**Objective**:
Every record must be transcribed in its entirety, apart from the images, which are to be omitted.

**Supplied data**:
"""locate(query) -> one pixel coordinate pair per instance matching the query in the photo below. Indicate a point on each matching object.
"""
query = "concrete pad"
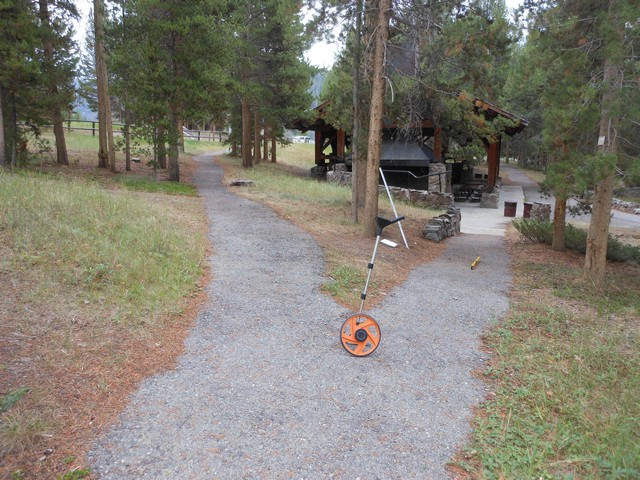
(491, 221)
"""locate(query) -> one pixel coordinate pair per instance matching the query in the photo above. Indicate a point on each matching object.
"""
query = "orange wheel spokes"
(360, 335)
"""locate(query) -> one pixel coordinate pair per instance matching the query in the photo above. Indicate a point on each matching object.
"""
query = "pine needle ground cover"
(565, 375)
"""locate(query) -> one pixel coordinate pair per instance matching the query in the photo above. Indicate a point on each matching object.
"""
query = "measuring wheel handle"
(360, 335)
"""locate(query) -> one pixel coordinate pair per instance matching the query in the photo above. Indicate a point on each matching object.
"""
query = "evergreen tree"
(272, 77)
(36, 65)
(587, 49)
(172, 64)
(58, 61)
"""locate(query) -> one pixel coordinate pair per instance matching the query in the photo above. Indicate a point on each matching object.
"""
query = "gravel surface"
(265, 390)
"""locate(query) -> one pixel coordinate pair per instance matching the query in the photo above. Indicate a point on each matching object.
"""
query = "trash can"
(510, 209)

**Output below**:
"""locate(query) -> one pixel coordinate pair per instance matching the query in the photo below. Indicate a point on each matching object.
"""
query = "concrete pad"
(491, 221)
"""locate(query) -> one pixel coordinate pair per instance matching the query in the photo above. Indicate a point on each matching object.
"""
query = "orange wheel spokes"
(360, 335)
"""locate(query) -> one pixel coordinate pair per instance matching the query in the photo above. Indicate a point on each matching object.
"""
query = "pine needle ground cover"
(565, 375)
"""locate(query) -> one pixel coordinate pair per instance matching the query in the photo above. Indicate a point on each matching object.
"""
query = "measuring wheel handle"
(360, 335)
"""locate(query) -> one pixel coordinate pair per instance matching the query in the photo above. Indicate a point on each matching object.
"""
query = "evergreen tree"
(272, 77)
(36, 65)
(587, 49)
(172, 64)
(58, 61)
"""locate(query) -> one pixel coordinate pair per instance matching the query in the photo above. Indicate a point on each matching object.
"""
query = "gravel surface"
(265, 390)
"""locate(query) -> one pixel coordinate pair per instance matching the query in the photo above. Indicate a point on each matching object.
"""
query = "trash can"
(510, 209)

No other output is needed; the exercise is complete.